## [Exercise goal]
Transcribe the stretch of the Ford Kuga review below from "Is the Ford" through "on twisty B-roads.", keeping every word and punctuation mark unchanged.

* start Passage shown *

Is the Ford Kuga (2013-2016) a good car?

To do it the Kuga has been kitted out with updated driver assistance systems, a refreshed interior design and a new ultra-frugal diesel engine that promises a five-per-cent improvement in fuel economy compared to the old model.

Refreshed or not, the Kuga’s interior still feels dated compared to the inners of the aforementioned Korean challengers. The dashboard design remains conservative rather than ground-breaking but, on the upside, the new infotainment system is a welcome improvement, there’s plenty of space and a practical boot too.

Out on the road the Kuga is up there with the best in class. The ride quality of the standard model is perfectly judged, and ST-Line trim combines its crossover body with sporty looks and a more athletic driving experience. Great steering helps the car feel relaxed on motorways as well as nimble on twisty B-roads.

This is a spacious SUV with lots of kit, but it's not that cheap to run

Mat Watson
carwow expert

A new 1.5-litre diesel joins the existing engine lineup, so you can have a 2.0-litre diesel with either 148 or 178hp – capable of returning up to 60.1mpg – or a 1.5-litre EcoBoost petrol offering 118 or 180hp that manages up to 45.6mpg.

Changes to the Kuga’s safety systems are more significant. You can now get adaptive lighting that automatically adjusts the car’s bi-xenon headlights depending on speed, steering angle and distance from oncoming traffic. Furthermore, an improved version of Active City Stop can avoid crashes at speeds of up to 31mph, up from 19mph previously.

* end Passage shown *
* start Material *

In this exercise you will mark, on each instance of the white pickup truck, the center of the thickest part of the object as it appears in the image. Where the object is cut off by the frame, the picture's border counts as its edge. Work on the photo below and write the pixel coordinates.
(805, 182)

* end Material *

## [Solution]
Is the Ford Kuga (2013-2016) a good car?

To do it the Kuga has been kitted out with updated driver assistance systems, a refreshed interior design and a new ultra-frugal diesel engine that promises a five-per-cent improvement in fuel economy compared to the old model.

Refreshed or not, the Kuga’s interior still feels dated compared to the inners of the aforementioned Korean challengers. The dashboard design remains conservative rather than ground-breaking but, on the upside, the new infotainment system is a welcome improvement, there’s plenty of space and a practical boot too.

Out on the road the Kuga is up there with the best in class. The ride quality of the standard model is perfectly judged, and ST-Line trim combines its crossover body with sporty looks and a more athletic driving experience. Great steering helps the car feel relaxed on motorways as well as nimble on twisty B-roads.